=== Stated task A ===
Turn the rows below, from the line containing "of the cherry" through the end of the rows, inclusive, into a JSON list of strings with one string per line and no blank lines.

[begin Document]

A mechanical strength of the glass bulb was evaluated by measuring the vacuum tensile stress value generated at the seal edge portion. Additionally, before crystallizing the glass panel at about 440° C. for 40 minutes which is a typical condition for heat treatment at the time of frit sealing a glass panel and a funnel, the situation with regard to breakage when the glass panel was heated from the room temperature to about 440° C. at a temperature gradient of 12 to 13° C./min. was monitored as an acceleration test.
Tables of
Table 1 shows data for bulbs consisting of a panel having an effective screen diameter along the diagonal axis of the glass panel of 510 mm (21 inches), an aspect ratio of 4:3 and a minimum average radius of curvature of the outer surface of the face portion of 33,000 mm and funnels having deflection angels of 88°, 110° and 103°.
In the bulbs for cathode ray tube of Samples 2 to 5 according to the present invention, it was possible to reduce the weight by about 0.6 kg at the maximum compared to the conventional bulb for cathode ray tube as shown by Sample 1, and a desirable result was obtained that the vacuum tensile stress at the seal edge portion was less than the standard value of 8.4 MPa for all Samples. Furthermore, the bulbs for cathode ray tube of Samples 2 to 5 according to the present invention were able to suppress the rate of breakage caused by thermal shock at the time of frit seal heating process better than the conventional bulb for cathode ray tube as shown by Sample 1. With regard to Samples 4 and 5, since the wall thickness of the seal edge portion was adjusted so as to suppress the increase in vacuum tensile stress of the seal edge portion caused by the shortening of the skirt portion, Samples 4 and 5 became heavier than Sample 3, but weight reduction compared to Sample 1 was realized.
With regard to Sample 6 which is a comparative example, though an attempt was made to adjust the wall thickness of the seal edge portion in order to suppress the increase in vacuum tensile stress of the seal edge portion caused by the shortening of the skirt portion, it was impossible to achieve the vacuum tensile stress of not more than 8.4 MPa at the weight lighter than that of Sample 1 which is a conventional example. With regard to Samples 7 and 8, the examples of the present invention where the deflection angle of the funnel is set at 110° and 103°, respectively, they presented desirable results as is the case of 88° according to the present invention.
Table 2 shows data for bulbs consisting of a panel having an effective screen diameter along the diagonal axis of the glass panel of 600 mm (25 inches), an aspect ratio of 4:3 and a minimum average radius of curvature of the outer surface of the face portion of 30,000 mm and funnels having deflection angels of 106°, 110° and 90°.
In the bulbs for cathode ray tube of Samples 2 to 5 according to the present invention, it was possible to reduce the weight by about 0.5 kg at the maximum compared to the conventional bulb for cathode ray tube as shown by Sample 1, and a desirable result was obtained that the vacuum tensile stress at the seal edge portion was less than the standard value of 8.4 MPa for all Samples. Furthermore, the bulbs for cathode ray tube of Samples 2 to 5 according to the present invention were able to suppress the rate of breakage caused by thermal shock at the time of frit seal heating process better than the conventional bulb for cathode ray tube as shown by Sample 1.

[end Document]
[begin Records for this task]

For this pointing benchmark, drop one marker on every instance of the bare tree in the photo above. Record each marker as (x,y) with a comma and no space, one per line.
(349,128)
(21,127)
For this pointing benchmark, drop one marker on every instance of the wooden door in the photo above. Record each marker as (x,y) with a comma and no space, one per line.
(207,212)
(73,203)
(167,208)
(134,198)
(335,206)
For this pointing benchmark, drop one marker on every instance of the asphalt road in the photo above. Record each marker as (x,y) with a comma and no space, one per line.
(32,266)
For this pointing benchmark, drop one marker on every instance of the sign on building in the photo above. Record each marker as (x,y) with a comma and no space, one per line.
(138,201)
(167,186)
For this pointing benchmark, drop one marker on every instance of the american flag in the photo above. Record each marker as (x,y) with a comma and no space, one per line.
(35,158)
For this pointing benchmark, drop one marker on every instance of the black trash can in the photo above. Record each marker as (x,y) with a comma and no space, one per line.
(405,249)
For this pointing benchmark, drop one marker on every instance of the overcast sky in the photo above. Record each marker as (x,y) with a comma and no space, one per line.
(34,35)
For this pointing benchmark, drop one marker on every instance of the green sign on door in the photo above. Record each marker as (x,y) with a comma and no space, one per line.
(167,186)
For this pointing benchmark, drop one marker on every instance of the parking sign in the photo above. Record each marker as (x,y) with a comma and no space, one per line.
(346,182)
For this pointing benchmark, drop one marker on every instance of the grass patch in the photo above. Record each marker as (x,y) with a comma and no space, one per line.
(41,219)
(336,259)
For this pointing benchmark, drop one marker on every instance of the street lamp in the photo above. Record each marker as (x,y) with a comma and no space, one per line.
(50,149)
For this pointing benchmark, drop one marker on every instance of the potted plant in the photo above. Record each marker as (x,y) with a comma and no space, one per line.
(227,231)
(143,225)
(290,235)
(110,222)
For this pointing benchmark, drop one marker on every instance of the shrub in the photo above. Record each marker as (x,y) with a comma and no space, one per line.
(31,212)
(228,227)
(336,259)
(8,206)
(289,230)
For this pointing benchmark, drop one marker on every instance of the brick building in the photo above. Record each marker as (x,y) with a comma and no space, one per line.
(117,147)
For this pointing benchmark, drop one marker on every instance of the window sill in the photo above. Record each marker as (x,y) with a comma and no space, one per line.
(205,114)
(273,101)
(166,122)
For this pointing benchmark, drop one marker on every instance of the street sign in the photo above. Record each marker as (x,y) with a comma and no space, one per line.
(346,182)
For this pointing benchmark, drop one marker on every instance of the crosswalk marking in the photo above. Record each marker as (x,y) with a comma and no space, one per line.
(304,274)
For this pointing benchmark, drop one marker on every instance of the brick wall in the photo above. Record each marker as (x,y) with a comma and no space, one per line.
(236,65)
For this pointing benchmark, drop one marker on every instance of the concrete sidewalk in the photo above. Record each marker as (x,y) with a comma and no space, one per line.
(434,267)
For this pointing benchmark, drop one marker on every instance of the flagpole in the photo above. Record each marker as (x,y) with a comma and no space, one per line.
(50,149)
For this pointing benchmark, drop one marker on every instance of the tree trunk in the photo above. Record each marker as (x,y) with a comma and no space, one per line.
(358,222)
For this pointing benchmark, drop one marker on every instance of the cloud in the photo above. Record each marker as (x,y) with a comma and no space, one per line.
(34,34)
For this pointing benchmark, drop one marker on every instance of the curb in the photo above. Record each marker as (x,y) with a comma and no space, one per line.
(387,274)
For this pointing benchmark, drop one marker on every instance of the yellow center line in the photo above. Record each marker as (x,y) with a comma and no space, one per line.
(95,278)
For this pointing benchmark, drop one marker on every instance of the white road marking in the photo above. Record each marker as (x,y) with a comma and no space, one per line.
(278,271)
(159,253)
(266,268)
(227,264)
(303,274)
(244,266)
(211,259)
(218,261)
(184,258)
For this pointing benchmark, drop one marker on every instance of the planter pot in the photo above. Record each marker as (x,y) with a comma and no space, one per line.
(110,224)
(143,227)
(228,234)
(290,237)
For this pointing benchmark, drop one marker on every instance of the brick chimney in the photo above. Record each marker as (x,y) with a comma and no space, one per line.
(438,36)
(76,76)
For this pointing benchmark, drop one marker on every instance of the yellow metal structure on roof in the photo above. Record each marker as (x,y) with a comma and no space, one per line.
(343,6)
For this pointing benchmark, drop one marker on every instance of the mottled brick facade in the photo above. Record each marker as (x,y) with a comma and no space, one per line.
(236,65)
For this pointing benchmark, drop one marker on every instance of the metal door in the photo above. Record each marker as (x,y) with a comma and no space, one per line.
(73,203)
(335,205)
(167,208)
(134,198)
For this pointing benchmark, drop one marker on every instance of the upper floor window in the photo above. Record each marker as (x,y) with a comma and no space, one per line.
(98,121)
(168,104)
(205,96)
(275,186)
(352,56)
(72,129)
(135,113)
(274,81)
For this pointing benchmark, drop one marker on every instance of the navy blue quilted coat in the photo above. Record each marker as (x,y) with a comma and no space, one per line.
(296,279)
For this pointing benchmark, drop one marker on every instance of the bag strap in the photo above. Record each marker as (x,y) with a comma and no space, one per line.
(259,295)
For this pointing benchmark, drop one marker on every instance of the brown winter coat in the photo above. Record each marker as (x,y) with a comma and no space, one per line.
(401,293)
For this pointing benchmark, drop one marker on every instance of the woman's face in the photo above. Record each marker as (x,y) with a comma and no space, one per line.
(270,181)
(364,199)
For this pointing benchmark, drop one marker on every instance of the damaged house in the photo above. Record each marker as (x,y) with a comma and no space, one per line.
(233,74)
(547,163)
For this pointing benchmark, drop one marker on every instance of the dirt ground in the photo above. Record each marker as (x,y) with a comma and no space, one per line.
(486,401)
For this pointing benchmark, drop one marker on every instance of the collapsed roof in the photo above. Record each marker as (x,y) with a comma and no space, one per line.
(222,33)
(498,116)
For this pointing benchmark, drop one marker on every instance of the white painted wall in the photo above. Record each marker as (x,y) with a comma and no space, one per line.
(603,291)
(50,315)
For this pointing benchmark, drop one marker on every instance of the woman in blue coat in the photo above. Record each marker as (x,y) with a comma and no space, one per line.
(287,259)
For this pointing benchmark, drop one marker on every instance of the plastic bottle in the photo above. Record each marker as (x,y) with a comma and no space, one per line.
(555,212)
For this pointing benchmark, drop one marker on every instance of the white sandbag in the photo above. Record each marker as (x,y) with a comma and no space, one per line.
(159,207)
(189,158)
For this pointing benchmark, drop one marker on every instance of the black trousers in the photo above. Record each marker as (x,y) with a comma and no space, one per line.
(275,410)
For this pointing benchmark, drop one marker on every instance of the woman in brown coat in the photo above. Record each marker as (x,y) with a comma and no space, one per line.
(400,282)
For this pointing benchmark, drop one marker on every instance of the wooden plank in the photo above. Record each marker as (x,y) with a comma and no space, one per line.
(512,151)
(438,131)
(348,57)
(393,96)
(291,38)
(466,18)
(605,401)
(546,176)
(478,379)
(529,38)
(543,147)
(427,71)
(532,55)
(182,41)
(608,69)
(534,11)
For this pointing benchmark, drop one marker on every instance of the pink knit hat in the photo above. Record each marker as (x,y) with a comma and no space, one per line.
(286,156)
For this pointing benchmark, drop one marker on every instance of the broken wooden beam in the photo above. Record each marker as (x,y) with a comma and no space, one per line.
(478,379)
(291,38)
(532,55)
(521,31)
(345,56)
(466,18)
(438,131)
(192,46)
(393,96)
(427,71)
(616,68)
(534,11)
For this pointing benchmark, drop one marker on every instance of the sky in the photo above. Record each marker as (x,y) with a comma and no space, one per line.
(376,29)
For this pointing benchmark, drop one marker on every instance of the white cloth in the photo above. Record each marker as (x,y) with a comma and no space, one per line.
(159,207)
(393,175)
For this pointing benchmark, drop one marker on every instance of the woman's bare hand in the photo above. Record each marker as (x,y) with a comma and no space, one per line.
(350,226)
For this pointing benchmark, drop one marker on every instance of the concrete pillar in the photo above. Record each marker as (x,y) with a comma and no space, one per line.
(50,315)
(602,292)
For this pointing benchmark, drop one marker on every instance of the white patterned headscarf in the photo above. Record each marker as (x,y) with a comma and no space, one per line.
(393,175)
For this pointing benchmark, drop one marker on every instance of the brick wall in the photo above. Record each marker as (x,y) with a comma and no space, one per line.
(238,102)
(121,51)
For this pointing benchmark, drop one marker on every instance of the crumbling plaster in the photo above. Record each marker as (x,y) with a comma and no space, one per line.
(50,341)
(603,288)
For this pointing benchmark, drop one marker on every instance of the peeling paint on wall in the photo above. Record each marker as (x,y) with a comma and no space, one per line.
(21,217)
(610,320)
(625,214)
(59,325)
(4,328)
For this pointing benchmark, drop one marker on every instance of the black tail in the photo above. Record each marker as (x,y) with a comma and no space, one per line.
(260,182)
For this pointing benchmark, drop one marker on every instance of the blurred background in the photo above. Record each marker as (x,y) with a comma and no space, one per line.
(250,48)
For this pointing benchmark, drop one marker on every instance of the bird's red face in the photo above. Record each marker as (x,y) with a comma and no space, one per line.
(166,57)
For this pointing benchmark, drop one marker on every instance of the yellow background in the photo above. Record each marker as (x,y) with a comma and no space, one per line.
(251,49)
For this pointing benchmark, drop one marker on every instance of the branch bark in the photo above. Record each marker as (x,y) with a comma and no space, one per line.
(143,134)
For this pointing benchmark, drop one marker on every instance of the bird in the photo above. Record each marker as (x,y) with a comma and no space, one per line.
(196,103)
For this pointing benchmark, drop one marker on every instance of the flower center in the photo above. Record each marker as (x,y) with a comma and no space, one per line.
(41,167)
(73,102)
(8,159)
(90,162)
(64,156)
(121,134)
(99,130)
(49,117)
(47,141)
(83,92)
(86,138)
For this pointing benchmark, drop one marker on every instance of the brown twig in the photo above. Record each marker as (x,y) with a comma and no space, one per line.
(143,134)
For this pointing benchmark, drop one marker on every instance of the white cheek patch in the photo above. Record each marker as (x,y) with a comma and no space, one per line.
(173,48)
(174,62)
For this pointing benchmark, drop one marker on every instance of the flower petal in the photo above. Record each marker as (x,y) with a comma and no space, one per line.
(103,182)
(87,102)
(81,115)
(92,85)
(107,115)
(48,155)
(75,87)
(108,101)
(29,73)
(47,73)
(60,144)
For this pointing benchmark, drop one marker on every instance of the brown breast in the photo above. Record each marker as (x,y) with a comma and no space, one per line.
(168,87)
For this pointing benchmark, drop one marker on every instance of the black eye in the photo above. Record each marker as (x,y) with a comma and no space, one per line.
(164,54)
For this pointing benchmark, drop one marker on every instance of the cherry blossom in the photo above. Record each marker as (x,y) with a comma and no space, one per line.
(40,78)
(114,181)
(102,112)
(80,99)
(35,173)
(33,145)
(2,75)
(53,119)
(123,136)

[end Records for this task]

=== Stated task B ===
Answer these questions from the passage on cathode ray tube bulbs.
(i) Under the typical heat-treatment condition for frit sealing, at what temperature and for how long is the glass panel crystallized?
(ii) What effective screen diameter along the diagonal axis do the bulbs in Table 2 have?
(iii) For the bulbs in Table 1, what is the maximum weight reduction of Samples 2 to 5 compared to Sample 1?

=== Finished answer A ===
[
  "For this pointing benchmark, drop one marker on every instance of the cherry blossom in the photo above. Record each marker as (x,y) with a comma and no space, one per line.",
  "(40,78)",
  "(114,181)",
  "(102,112)",
  "(80,99)",
  "(35,173)",
  "(33,145)",
  "(2,75)",
  "(53,119)",
  "(123,136)"
]

=== Finished answer B ===
(i) At about 440° C. for 40 minutes.
(ii) 600 mm (25 inches).
(iii) About 0.6 kg.